**Tâches à réaliser**
1. D'après la lettre de Mirabeau, avec qui Mme de Langallerie part-elle le lendemain ?
2. Renvoyez, s'il vous plaît, le passage de la lettre de Mirabeau qui va de « vous avès beau » jusqu'à « a le croire. » inclus, sans rien y changer.

**Texte fourni**
——

Transcription

Mirabeau, Victor de Riqueti, marquis de, Lettre à Frédéric de Sacconay, Paris, 02 novembre 1754

a paris le 2e 9bre 1754

je me hate mon cher saconay de répondre a votre lettre en datte du
2e du mois passé pour vous annoncer le départ de Me de langallerie
qui dina hyer chex nous pour adieu et qui part demain avec Me
d'èrlac; peut ètre mème n'arriveray je qu'après elle attendu qu'elle
va en poste. je dois vous dire qu'au fonds elle a très bien reussy dans
ce paÿs car son caractère est aussy joly que sa figure; cela est jeune
et peut quelquefois s'ètre fait quelques hoquets sur ce que j'ignore
mais a tout prendre elle a été trouvèe très gentille. son mary demeure
je ne scay rien de l'intérieur de leurs affaires et de leurs prétentions,
et j'ay mème pris la tournure une fois de leur dire que j'en scavois
trop attendu qu'un homme sage ne doit rien laisser transpirer dans
le public de ses espérances; je ne puis en tout que me louer de l'un et
de l'autre; elle m'a demandé mes commissions pour vous mon cher amy
je l'ay prié de vous dire que quand vous viendriès dans ce paÿs cy j'aurois
une chambre pour vous.

vous avès beau dire mon cher amy, vous n'ètes ny né soux d'un climat ny d'une
ardeur de tempèremment qui authorise les inégalitès que vous attribuès
gratuitement a la nature. je scay que tout le monde a des jours
ou il est en train et d'autres ou la langueur le gagne; mais je le
répéte, le moyen de se sauver de ces jours, est de ne rien laisser entasser
et de faire ne point jamais remettre a l'instant d'après ce qu'on peut
faire en celuy cy; si ce régime scrupuleusement observé ne vous guérit
<1v> bientost de tout ce qu'il y a d'excessif dans cette intercadence, vous
ètes hors de toutes règle de la nature humaine, mais j'auray toujours
peine a le croire.

——

**Jeu de données**
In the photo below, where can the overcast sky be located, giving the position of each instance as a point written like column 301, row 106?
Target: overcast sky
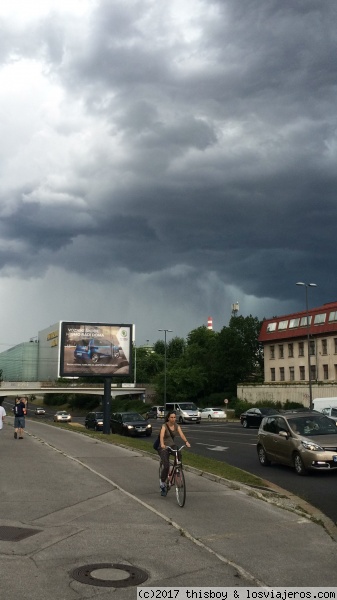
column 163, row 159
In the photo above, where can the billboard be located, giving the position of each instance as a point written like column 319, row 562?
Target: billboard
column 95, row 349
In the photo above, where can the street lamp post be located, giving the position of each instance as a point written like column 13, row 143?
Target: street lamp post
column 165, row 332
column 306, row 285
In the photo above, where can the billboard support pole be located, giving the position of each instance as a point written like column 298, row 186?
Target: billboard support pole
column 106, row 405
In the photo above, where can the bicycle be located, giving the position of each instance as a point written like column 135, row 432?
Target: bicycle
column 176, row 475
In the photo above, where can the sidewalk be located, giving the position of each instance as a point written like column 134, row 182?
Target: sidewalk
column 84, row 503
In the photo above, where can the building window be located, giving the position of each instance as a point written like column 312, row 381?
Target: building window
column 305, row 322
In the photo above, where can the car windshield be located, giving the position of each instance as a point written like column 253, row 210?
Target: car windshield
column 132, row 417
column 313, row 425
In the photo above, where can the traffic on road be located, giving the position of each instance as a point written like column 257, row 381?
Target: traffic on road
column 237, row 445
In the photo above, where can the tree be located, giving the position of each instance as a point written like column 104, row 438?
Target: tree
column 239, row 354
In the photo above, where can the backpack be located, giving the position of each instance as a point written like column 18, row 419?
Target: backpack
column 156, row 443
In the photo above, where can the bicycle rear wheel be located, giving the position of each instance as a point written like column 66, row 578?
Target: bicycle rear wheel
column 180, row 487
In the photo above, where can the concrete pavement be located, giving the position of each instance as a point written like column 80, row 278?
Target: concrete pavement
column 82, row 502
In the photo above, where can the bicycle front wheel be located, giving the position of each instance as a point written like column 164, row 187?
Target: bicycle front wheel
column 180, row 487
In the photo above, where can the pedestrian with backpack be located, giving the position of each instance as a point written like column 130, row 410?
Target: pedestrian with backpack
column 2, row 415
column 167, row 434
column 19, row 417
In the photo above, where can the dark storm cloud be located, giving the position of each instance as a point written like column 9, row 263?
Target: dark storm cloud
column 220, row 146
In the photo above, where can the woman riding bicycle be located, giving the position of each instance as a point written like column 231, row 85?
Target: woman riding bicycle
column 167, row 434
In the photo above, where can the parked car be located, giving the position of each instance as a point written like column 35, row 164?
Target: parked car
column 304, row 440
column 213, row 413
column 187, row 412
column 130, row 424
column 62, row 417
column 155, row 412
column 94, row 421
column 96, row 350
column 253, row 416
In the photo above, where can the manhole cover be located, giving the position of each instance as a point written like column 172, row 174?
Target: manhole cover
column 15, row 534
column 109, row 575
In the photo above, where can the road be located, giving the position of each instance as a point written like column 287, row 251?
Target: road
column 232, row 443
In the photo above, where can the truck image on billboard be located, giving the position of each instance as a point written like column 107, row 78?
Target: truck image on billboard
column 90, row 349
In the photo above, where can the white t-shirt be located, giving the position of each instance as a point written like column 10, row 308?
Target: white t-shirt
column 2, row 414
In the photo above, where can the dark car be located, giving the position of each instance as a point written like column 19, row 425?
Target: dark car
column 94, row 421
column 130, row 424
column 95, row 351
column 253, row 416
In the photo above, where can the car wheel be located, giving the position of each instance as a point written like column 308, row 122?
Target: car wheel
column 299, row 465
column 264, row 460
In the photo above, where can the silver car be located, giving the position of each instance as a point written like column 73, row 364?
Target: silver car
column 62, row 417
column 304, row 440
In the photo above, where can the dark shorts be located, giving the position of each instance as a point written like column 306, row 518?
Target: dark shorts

——

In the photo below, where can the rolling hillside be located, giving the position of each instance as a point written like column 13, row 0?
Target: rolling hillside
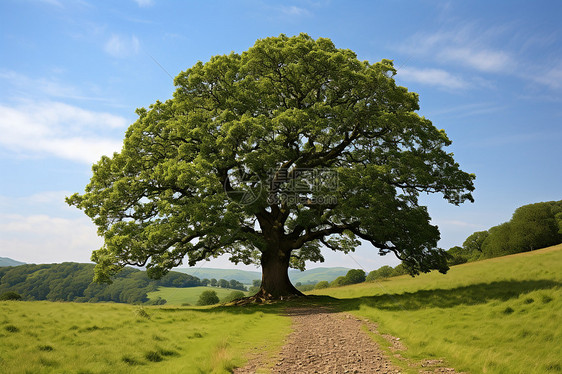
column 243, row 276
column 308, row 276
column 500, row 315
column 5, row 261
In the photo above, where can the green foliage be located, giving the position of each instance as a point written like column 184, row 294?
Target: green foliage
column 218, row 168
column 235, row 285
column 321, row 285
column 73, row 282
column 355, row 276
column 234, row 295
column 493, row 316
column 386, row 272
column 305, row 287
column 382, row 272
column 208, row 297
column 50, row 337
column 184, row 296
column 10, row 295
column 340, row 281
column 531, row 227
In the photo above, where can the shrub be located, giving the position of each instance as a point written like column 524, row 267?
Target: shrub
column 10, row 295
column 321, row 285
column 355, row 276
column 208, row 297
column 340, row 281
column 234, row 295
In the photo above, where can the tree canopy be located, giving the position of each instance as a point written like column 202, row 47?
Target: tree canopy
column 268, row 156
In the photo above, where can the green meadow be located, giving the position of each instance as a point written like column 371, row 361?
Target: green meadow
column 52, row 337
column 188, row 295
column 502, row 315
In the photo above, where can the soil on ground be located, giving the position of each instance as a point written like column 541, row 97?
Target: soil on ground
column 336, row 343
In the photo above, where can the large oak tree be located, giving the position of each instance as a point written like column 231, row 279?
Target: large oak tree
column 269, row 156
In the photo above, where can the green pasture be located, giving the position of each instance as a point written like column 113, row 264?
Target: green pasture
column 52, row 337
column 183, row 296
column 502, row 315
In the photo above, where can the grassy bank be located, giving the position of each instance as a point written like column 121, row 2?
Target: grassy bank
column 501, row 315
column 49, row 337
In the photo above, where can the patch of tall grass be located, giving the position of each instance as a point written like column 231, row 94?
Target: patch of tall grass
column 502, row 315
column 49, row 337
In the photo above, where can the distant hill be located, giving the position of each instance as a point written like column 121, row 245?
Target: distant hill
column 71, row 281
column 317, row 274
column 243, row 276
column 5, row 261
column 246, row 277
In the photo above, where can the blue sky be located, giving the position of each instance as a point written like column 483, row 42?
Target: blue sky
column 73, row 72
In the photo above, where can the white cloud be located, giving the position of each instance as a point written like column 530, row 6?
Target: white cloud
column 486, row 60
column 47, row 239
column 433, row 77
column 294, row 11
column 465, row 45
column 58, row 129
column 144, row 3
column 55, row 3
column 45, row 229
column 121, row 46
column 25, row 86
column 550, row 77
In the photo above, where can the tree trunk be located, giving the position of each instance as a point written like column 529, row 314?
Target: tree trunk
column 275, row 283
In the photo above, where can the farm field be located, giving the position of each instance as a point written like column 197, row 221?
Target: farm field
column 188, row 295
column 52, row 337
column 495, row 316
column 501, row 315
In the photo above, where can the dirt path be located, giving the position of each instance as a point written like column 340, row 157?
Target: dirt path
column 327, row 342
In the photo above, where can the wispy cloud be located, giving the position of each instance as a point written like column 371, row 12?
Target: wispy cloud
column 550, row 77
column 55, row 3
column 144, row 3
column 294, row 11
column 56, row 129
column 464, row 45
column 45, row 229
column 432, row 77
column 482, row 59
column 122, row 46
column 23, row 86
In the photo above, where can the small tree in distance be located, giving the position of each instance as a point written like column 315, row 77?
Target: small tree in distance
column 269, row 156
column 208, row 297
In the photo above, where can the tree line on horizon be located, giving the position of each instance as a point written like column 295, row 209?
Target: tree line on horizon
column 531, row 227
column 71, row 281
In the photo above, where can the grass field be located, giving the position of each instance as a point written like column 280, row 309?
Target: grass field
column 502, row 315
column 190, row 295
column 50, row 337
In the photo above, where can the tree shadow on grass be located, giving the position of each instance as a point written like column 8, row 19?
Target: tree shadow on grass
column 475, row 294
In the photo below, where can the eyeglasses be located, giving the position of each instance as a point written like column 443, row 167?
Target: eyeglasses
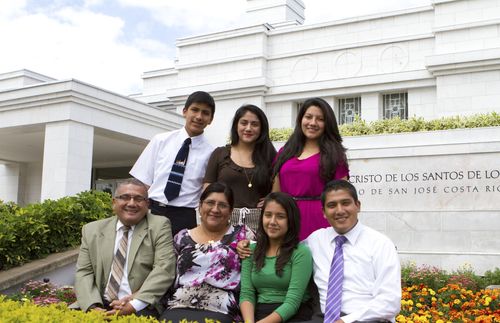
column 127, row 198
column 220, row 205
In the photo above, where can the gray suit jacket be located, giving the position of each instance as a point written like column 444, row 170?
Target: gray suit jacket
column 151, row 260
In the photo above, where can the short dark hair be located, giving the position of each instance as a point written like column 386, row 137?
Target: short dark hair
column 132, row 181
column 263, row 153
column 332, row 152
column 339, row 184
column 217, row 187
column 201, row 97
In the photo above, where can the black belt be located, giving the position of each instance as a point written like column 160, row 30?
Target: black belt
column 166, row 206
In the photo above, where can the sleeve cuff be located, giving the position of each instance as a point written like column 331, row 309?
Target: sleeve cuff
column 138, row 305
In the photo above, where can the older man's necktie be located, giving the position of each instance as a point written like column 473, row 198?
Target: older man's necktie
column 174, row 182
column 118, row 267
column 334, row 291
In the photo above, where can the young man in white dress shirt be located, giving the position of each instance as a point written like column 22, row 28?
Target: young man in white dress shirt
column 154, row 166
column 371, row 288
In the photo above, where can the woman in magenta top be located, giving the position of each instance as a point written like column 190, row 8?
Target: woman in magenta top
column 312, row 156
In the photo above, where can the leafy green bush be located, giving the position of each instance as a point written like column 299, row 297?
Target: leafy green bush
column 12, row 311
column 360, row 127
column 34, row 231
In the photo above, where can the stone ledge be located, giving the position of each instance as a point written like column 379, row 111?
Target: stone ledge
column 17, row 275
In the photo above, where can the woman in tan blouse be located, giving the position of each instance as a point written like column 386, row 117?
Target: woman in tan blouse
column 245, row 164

——

**Solutions proposées**
1. Elle part avec Me d'èrlac.

2.
vous avès beau dire mon cher amy, vous n'ètes ny né soux d'un climat ny d'une
ardeur de tempèremment qui authorise les inégalitès que vous attribuès
gratuitement a la nature. je scay que tout le monde a des jours
ou il est en train et d'autres ou la langueur le gagne; mais je le
répéte, le moyen de se sauver de ces jours, est de ne rien laisser entasser
et de faire ne point jamais remettre a l'instant d'après ce qu'on peut
faire en celuy cy; si ce régime scrupuleusement observé ne vous guérit
<1v> bientost de tout ce qu'il y a d'excessif dans cette intercadence, vous
ètes hors de toutes règle de la nature humaine, mais j'auray toujours
peine a le croire.